Ayer a la tarde, como en un sueño, por momentos viscoso, me vi de pronto –sin quererlo ni haberlo pedido– convertido en testigo del juicio oral por el Caso Cabezas. Y sentí, al colocarme del otro lado del mostrador, las angustias agónicas de la espera en la antesala del tribunal, las conversaciones insulsas y los chistes tontos con los otros testigos, mientras se aguarda que un secretario petisito y profesionalmente cordial nos conduzca al cadalso. Allí estuvimos con Raúl Kollmann de Página/12 y Andrés Klipphan de la revista Veintidós que hace dos años cubrió el caso Cabezas para este diario, entreverados con empleados de McPapas y un señor Gómez Pombo, el comisario de la Bonaerense que tomó a su cargo los interrogatorios cuando fueron relevados por embarrar la cancha los doce investigadores originales de la Bonaerense. A la media hora de esperar, el petisito me llamó y me pasó a un nuevo cuarto en el que ahora debía quedarme solo, como un torero o un condenado en capilla. Y en ese cuarto desalmado, típicamente judicial, en el que aguardé mi turno, repasé por qué estaba allí, qué me preguntarían y qué debía contestar. No sólo para que no me “demolieran” como sabía que alguien lo iba a intentar, sino también para ayudar desde mi verdad, mi conocimiento (y, ¿por qué no?) desde mi pasión para que saliera a la luz la verdad y se hiciera justicia. Para que todos creamos más en nuestras instituciones y en el país en el que nos tocó vivir. Me sentí relativamente seguro cuando otro señor petisito y no menos cordial me llevó al ruedo, en lo que parecía insólitamente la espalda de un set televisivo, o la bambalina de un teatro, con ese terciopelo rojo amarrado a los bastidores.

## Indicaciones
(a) Nombra a todas las personas que aparecen con su apellido en el relato sobre el juicio del Caso Cabezas.
(b) En el relato sobre el juicio del Caso Cabezas, ¿para qué repasa quien narra, en el cuarto de espera, lo que le iban a preguntar y lo que debía contestar?
Las líneas son un material aparte, sin relación con el relato.

## Datos mostrados
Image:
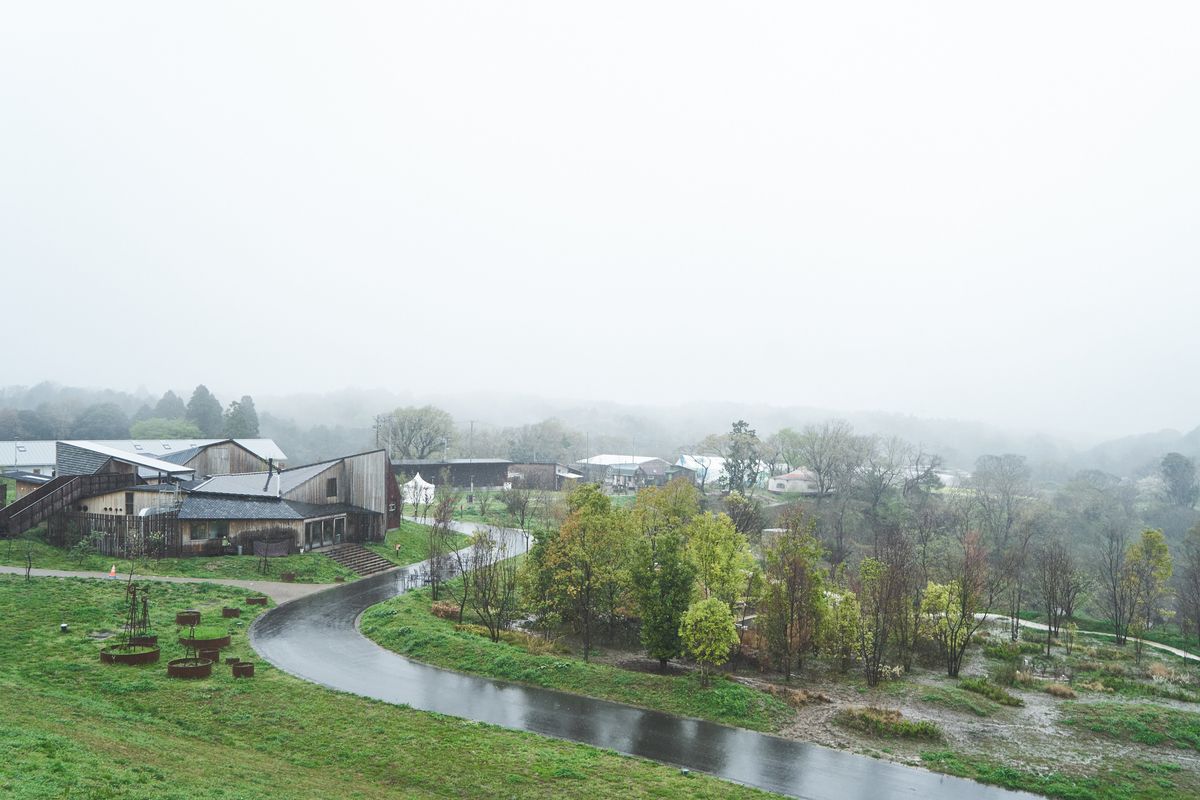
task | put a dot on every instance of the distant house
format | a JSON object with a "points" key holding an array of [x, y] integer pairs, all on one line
{"points": [[595, 468], [463, 473], [799, 481], [543, 475], [348, 499]]}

## Los resultados
(a) Raúl Kollmann, Andrés Klipphan y el señor Gómez Pombo.

(b) Para que no lo "demolieran", como sabía que alguien iba a intentar. También quería ayudar desde su verdad, su conocimiento y su pasión a que saliera a la luz la verdad y se hiciera justicia, para que todos creyeran más en las instituciones y en el país.